▶ EXERCICE
Dans le texte sur les décès liés à des chutes en Estrie, combien de ces décès se sont produits à l'établissement Argyll ?

▶ TEXTE DE L'EXERCICE
********************

Sur 106 décès liés à des chutes recensés par le bureau du coroner dans les CHSLD, maisons des aînés, RPA et RI de l'Estrie :
- 24 rapports comportaient des recommandations ou des pistes de réflexion, soit du coroner ou des équipes de contrôle de la qualité au CIUSSS de l'Estrie-CHUS,
- 96 décès ont eu lieu dans un CHSLD,
- De ces 96, 48 se sont produits dans un CHSLD de Sherbrooke,
- 27 de ces 48 sont survenus à l'établissement Argyll.
La situation à Argyll est d'autant plus préoccupante, alors que ce centre compte non seulement le plus grand nombre de décès liés à des chutes, mais aussi le plus grand nombre de décès qui ont fait l'objet de recommandations a posteriori.
Dans cet établissement, neuf des 27 rapports rédigés contenaient des recommandations de la part d'un coroner ou de la direction de la qualité, de l’éthique, de la performance et du partenariat (DQEPP) du CIUSSS. Quand des recommandations sont émises, c'est que des lacunes ont été observées dans le continuum de soins, dans la prévention ou dans la déclaration de l'événement, lacunes qui peuvent avoir eu une incidence sur le décès.
On parle donc d'un taux de 33% pour Argyll, supérieur de 10% à la moyenne estrienne. Les recommandations vont dans tous les sens, allant d'enjoindre les infirmières à mieux documenter les décès pour que les prochains soient mieux prévenus à carrément demander un meilleur suivi auprès des gens qui sont susceptibles de chuter plus souvent dans des cas où cela n'avait pas été fait.
En entrevue, la cogestionnaire médicale de la direction de l'hébergement et des soins de longue durée du CIUSSS, la Dre Suzanne Gosselin, explique que le CHSLD Argyll accueille plus de gens, d'une part, et compte, de l'autre, des unités poussées pour des usagers avec des problèmes particuliers.
Décès inévitables?

********************

▶ Données de localisation de points
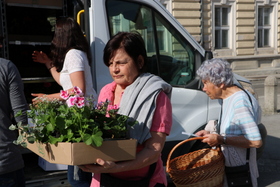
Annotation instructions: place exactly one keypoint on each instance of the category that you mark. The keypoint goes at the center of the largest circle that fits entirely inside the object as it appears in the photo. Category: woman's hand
(101, 166)
(202, 133)
(41, 57)
(213, 139)
(39, 96)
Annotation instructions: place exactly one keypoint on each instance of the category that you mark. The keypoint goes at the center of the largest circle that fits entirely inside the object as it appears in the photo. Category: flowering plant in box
(76, 119)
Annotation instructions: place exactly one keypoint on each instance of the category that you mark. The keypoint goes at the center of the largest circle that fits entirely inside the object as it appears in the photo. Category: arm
(238, 141)
(78, 79)
(150, 154)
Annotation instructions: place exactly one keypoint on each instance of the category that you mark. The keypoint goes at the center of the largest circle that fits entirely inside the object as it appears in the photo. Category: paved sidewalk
(269, 163)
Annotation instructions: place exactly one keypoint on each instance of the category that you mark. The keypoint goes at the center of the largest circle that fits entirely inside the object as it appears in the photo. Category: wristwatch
(224, 140)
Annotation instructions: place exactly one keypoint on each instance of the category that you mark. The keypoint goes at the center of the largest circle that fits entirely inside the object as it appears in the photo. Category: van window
(170, 55)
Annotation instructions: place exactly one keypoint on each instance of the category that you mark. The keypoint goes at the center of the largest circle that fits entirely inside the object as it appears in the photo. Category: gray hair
(217, 71)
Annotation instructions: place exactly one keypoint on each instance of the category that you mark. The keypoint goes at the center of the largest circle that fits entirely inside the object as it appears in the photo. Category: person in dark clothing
(12, 101)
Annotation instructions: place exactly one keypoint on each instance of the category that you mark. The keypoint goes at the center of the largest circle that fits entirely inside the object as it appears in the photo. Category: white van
(173, 53)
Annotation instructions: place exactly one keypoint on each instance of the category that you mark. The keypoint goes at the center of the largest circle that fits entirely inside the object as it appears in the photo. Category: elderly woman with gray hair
(236, 131)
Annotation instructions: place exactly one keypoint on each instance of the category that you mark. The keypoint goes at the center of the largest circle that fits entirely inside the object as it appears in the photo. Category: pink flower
(64, 94)
(112, 107)
(71, 101)
(80, 102)
(78, 91)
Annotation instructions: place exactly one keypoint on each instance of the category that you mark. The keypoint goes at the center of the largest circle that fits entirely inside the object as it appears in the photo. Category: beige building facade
(245, 32)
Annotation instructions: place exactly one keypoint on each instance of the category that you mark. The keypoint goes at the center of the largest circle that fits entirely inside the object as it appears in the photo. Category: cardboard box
(45, 165)
(80, 153)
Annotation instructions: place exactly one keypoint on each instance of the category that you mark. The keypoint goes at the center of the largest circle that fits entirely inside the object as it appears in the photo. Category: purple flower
(78, 91)
(71, 101)
(64, 94)
(80, 102)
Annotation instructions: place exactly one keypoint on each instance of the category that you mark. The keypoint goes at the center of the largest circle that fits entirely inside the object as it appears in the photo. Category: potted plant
(74, 120)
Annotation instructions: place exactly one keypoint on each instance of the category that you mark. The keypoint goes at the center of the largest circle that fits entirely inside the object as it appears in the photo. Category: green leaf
(13, 127)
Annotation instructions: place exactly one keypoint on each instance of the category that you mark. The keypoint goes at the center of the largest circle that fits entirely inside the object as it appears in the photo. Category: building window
(221, 27)
(264, 26)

********************

▶ CORRIGÉ
Vingt-sept décès liés à des chutes se sont produits à l'établissement Argyll.